--- BEGIN ---

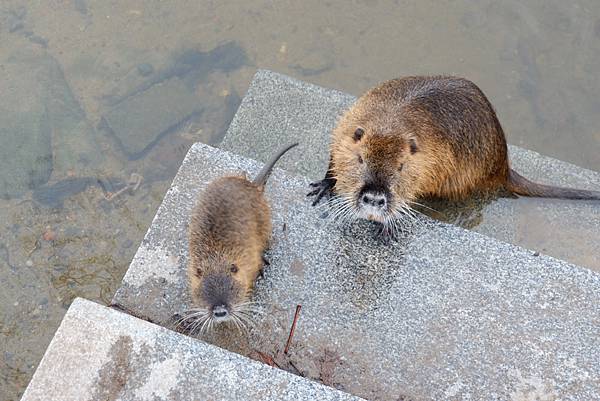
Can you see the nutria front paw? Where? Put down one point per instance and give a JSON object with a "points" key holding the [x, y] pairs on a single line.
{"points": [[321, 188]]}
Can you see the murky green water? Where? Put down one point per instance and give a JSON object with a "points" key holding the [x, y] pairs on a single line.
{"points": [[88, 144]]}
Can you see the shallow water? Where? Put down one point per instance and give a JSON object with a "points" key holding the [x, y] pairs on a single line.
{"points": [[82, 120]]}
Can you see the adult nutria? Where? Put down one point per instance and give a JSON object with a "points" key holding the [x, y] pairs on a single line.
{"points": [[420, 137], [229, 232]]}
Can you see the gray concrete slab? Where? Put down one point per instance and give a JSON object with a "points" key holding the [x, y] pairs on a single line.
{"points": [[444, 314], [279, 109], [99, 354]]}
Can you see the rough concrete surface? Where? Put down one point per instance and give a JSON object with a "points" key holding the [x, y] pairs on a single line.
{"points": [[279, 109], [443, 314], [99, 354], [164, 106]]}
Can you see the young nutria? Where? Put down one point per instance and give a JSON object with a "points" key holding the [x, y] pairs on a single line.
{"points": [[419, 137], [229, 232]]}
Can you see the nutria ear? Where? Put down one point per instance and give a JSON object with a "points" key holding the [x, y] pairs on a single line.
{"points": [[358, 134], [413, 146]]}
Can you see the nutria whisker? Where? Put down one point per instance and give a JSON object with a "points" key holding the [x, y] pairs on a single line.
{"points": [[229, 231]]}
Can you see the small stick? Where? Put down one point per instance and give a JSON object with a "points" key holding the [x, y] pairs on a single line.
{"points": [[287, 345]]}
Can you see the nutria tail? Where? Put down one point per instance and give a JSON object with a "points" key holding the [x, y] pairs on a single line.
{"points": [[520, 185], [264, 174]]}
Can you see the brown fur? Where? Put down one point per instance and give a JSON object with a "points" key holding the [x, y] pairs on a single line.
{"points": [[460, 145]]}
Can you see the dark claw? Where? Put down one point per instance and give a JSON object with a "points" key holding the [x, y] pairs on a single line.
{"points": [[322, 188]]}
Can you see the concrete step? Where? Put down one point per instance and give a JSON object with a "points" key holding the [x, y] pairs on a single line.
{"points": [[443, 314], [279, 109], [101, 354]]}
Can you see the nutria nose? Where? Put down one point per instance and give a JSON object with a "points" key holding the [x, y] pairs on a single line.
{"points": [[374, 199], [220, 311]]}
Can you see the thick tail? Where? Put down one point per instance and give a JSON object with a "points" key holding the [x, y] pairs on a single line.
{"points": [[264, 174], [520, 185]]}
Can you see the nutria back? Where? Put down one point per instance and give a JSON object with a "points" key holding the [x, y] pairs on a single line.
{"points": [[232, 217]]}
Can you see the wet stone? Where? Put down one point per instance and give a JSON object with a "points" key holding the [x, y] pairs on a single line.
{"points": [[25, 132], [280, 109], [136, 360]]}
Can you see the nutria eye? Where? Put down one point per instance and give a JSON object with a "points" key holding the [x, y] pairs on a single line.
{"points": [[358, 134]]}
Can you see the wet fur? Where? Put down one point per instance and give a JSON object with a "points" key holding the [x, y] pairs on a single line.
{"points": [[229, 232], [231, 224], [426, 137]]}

--- END ---

### PROMPT
Please update all the records above by swapping every "nutria" for "coypu" and keeping everything else the same. Leave the pictures out of your answer.

### TASK OUTPUT
Can you see the coypu front paw? Where? Put down one point per instance and give a JSON object with a "points" key holding the [x, y] pairs on a single line.
{"points": [[321, 188]]}
Can you see the murky green water? Where? Put down one point per instance and give a JSON object with a "points" key holding the [x, y] pairs on a single line.
{"points": [[88, 144]]}
Can you see the shallow water? Where? Put down one point per instance and give a JSON object with a "points" key holding the [x, y] pairs on a single line.
{"points": [[82, 120]]}
Can you see the adult coypu? Where? Put down one point per instance and give a JSON object with a "points" key holding the [x, y] pairs on a single line.
{"points": [[420, 137], [229, 232]]}
Can you see the gray concrete slab? Where? Put down one point per instance and give a JSON object with a "points" key holding the [x, y] pairs on a single line.
{"points": [[444, 314], [279, 109], [99, 354]]}
Can you see the rough concrete surface? Where? Put down one point per instance and give a JSON object with a "points" key holding the [x, y] pairs on a single line.
{"points": [[279, 109], [443, 314], [99, 354], [164, 106]]}
Can you see the young coypu? Where? Put down one point per instance and give a JSON object with a "points" key holding the [x, y] pairs on a single line.
{"points": [[419, 137], [229, 232]]}
Can you see the coypu ear? Where? Put down one point per instance and give a JSON object with a "points" key holding the [x, y] pairs on a single line.
{"points": [[358, 134], [413, 146]]}
Can you see the coypu whisker? Where? Put down one point per instance and give a JSON object with a "points" key holding the [x, y] pairs on a single line.
{"points": [[229, 231]]}
Can you see the small stick? Where? Put down one point per instance and give a JSON object with a "points" key holding the [x, y] pairs on a single line.
{"points": [[287, 345]]}
Can you see the coypu tail? Where? Put down one point per instance and give a JSON object with a "points" key holding the [x, y] pairs on a single line.
{"points": [[520, 185], [264, 174]]}
Can you see the brown fur? Where? Put down one point per instance and give a JSON object with a "points" key holding the [x, y] pairs on a single line.
{"points": [[460, 145]]}
Can you see the dark claw? Where? Put down one point per instance and give a JSON object with a "points" key holding the [x, y] pairs on a single line.
{"points": [[322, 188]]}
Can you see the concrete step? Where? Put down one point per instance and give a JSON object with a "points" key holding the [x, y] pairs on a single line.
{"points": [[443, 314], [279, 109], [101, 354]]}
Can you see the coypu nose? Where? Put down one point per instance and give a JSON object with a "points" key holding the [x, y] pairs on a single line.
{"points": [[374, 199], [220, 311]]}
Can you see the thick tail? Where? Put down one point per instance and give a JSON object with a "points" key holding the [x, y] pairs on a single line.
{"points": [[264, 174], [520, 185]]}
Can you see the coypu back? Where? Put down one point per instance and give a JSON object with a "points" key holding the [x, y] pairs on a single line.
{"points": [[232, 217]]}
Can you see the wet stone? Where? Put down one point per instance and give a JSON object with a "points" key holding the [x, y] pairs on a single line.
{"points": [[25, 132], [280, 109], [136, 360]]}
Can you see the coypu eye? Where? Put down one point per instance and give a JSON object with a "points" key holding the [x, y] pairs on a single line.
{"points": [[358, 134]]}
Can you see the wet fur? Where? Put down one point per instance and give a JSON object with a "points" key holding the [x, y] pairs on a single line.
{"points": [[229, 232], [231, 224], [426, 137]]}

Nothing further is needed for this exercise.